START SUPPLIED RECORDS

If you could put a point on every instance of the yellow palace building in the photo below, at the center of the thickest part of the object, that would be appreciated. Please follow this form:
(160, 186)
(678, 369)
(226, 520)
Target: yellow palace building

END SUPPLIED RECORDS

From the entries, copy out each line containing the word "palace".

If you could put a point on every instance of the yellow palace building in the photo below, at the center of the thickest part of the object, that would be appreciated. Please follow this form:
Target: yellow palace building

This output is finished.